_Activity list:_
1. Answer these three questions about the Songbird review:
(a) In what year is Songbird set?
(b) Who produced Songbird?
(c) Which thriller does the review credit with using its wide-spanning narrative to reflect on various perspectives?
2. Could you copy everything in the Songbird review from "COVID-19’s unimaginable ramifications" down to "his lazily-conceived thriller.", swapping "heartbreaking" for "devastating"?
3. Which actors does the Songbird review name in parentheses?
** Passage to read follows **
COVID-19’s unimaginable ramifications continue to infest our society, with news in the US and UK getting considerably worse by the day. A rising number of unemployment cases, deaths, and evictions damage our population with heartbreaking results. Considering these circumstances, the Michael Bay-produced COVID thriller Songbird comes at a rather complicated time. Instead of making a vital statement, writer/director Adam Mason vaguely utilizes our dire straights as a cheap pastiche for his lazily-conceived thriller.
Set in 2024, Songbird follows an alternate future where COVID ravages the world at large (unless you are one of the lucky immune cases, most people are forced to spend their days inside). The film centers on an ensemble of people trying to navigate circumstances. There’s a hopeless romantic (K.J. Apa) working to set his girlfriend (Sofia Carlson) free, a rich family operating an illegal side hustle (Demi Moore and Bradley Whitford), a talented singer (Alexandria Daddario) who connects with a disenfranchised veteran (Paul Walter Hauser), and a corrupt government official who operates with a reckless abandon (Peter Stormare).
For a narrative that introduces several subplots, Mason’s script does little to engage. The ensemble approach works when it’s constructed with thought and care, as thrillers like Contagion utilized their wide-spanning narrative to reflect on various perspectives. Songbird blatant disconnect from reality offers nothing to say about our world’s current condtions.
** End of Passage to read **
** Data listing follows **
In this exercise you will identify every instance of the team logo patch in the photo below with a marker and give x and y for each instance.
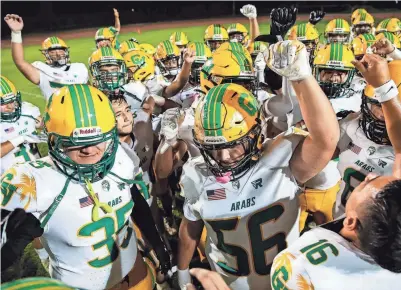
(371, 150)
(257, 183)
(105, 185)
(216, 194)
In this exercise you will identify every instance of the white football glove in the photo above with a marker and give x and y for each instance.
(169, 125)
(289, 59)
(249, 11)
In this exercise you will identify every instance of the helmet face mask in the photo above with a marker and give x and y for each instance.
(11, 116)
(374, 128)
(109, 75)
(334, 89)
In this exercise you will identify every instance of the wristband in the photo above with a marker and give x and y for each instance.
** End of Data listing **
** Data listing follows **
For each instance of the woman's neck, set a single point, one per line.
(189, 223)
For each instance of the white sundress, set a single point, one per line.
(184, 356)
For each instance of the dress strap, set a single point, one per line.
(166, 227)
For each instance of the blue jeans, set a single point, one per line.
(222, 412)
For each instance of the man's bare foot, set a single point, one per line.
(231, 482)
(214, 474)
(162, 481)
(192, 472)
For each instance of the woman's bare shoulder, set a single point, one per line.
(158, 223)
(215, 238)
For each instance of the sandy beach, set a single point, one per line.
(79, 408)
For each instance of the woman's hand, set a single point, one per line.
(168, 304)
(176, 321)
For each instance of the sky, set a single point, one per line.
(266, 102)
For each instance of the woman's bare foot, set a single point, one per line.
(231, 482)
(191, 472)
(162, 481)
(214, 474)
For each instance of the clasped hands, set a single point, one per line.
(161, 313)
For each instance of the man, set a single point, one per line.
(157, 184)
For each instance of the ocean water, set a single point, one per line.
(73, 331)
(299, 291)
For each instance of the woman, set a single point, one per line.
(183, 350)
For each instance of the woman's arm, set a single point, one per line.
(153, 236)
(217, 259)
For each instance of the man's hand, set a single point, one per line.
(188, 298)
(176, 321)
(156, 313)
** End of Data listing **
** Data listing follows **
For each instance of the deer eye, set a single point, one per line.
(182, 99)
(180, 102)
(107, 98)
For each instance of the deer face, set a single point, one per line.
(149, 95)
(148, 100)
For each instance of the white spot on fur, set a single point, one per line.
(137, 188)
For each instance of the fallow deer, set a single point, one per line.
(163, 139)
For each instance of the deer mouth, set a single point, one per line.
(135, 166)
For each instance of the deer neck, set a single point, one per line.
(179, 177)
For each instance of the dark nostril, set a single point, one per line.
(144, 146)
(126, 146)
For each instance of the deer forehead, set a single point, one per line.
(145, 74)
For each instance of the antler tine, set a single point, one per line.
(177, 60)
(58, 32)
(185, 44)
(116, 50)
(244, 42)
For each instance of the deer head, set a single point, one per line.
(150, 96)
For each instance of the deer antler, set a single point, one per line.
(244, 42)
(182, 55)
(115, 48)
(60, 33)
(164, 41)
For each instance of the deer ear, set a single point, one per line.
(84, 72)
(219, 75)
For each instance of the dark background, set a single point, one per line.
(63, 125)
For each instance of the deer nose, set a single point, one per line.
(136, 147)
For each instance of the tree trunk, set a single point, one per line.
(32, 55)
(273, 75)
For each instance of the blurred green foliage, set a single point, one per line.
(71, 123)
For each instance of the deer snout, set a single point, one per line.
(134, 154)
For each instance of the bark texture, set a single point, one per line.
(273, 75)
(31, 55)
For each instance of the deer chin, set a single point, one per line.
** End of Data listing **
_Exercise answers:_
1.
(a) 2024
(b) Michael Bay
(c) Contagion

2.
COVID-19’s unimaginable ramifications continue to infest our society, with news in the US and UK getting considerably worse by the day. A rising number of unemployment cases, deaths, and evictions damage our population with devastating results. Considering these circumstances, the Michael Bay-produced COVID thriller Songbird comes at a rather complicated time. Instead of making a vital statement, writer/director Adam Mason vaguely utilizes our dire straights as a cheap pastiche for his lazily-conceived thriller.

3. K.J. Apa, Sofia Carlson, Demi Moore, Bradley Whitford, Alexandria Daddario, Paul Walter Hauser, Peter Stormare